- [TEXT]
COST ACCOUNTING
Cost accounting plays a vital role in helping businesses analyze, control, and reduce costs to improve overall profitability. It provides the tools and insights needed to make informed financial decisions, enhance efficiency, and allocate resources effectively. From understanding cost behavior to determining pricing strategies, cost accounting supports better planning and performance evaluation. The sections below explore key concepts such as cost drivers, job costing, CVP analysis, and activity-based costing—each offering a unique approach to managing financial resources.
Cost Drivers and Cost Management
Cost Drivers
Cost drivers are factors that cause a change in the cost of an activity. They can be broadly categorised into volume-based and activity-based drivers, with further categorisations, such as transaction and duration drivers.
Volume-Based Cost Drivers
These cost drivers are related to the quantity or size of output, example units of produced, hours worked, or sales carried out.
- Direct Labour Hours:The amount of time an employee spends on production.
- Machine Hours: The amount of time machines is used in production.
- Number of Units Produced:The total quantity of products manufactured.
Activity-Based Cost Drivers
These are costs based on the processes that consume resources, example for machine setups, inspections, or deliveries, such as:
- Number of Setups:The frequency of changing production equipment or materials for various batches.
- Number of Inspections:The difficulty of making sure the quality of products or processes.
- Number of Customer Inquiries:The number of customer service calls or emails received.
Unit Costs
The unit cost also known as average cost is s specific unit of product, service, time, activity, or combination used to quantify and track costs. Unit cost is the basic unit for which costs are computed and allocated.
- Formula for calculating Unit cost: Total costs / Number of units = cost per unit
Marginal Cost (MC)

- [EXERCISE] Render this sentence from the cost accounting text in Spanish: "Cost drivers are factors that cause a change in the cost of an activity." The listing after this point isn't needed for anything here.

- [SUPPLIED RECORDS]
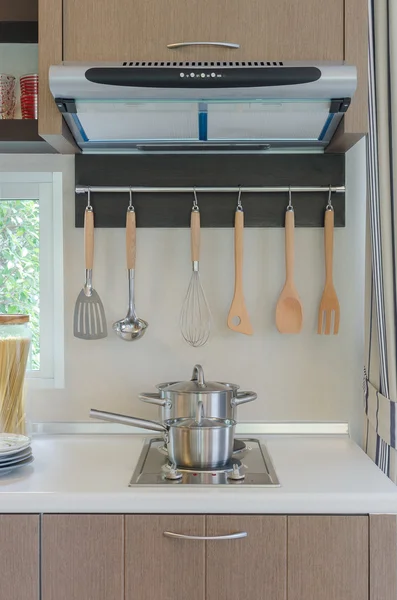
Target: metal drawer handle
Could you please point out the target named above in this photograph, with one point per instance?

* * *

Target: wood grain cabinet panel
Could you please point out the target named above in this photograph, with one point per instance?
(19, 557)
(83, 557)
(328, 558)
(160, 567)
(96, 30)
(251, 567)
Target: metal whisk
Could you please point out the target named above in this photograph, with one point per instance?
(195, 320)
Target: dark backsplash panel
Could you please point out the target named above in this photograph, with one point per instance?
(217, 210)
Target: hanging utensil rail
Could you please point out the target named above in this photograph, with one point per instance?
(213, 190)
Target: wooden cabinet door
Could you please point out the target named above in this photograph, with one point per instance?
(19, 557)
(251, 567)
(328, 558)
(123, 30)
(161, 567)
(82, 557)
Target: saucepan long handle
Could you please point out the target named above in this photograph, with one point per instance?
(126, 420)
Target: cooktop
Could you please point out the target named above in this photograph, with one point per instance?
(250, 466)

==

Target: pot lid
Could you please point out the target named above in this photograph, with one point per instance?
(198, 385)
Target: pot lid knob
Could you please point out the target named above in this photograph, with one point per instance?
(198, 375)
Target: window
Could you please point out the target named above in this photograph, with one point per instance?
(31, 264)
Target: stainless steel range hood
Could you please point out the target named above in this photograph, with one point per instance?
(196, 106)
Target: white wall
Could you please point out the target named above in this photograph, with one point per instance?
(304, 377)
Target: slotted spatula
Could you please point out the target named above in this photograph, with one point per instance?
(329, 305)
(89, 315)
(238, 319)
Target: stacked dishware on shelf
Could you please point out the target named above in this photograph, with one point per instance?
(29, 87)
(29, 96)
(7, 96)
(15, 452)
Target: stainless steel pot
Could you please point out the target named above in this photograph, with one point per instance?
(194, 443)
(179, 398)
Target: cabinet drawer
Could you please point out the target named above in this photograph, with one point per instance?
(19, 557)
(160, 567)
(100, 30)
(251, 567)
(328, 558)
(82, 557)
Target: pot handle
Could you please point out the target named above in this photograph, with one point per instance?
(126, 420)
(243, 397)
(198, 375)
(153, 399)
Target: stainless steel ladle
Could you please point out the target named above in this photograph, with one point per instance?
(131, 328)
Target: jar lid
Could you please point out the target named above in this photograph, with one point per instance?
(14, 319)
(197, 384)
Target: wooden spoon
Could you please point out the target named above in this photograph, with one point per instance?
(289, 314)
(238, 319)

- [TASK RESPONSE] Los generadores de costos son factores que provocan un cambio en el costo de una actividad.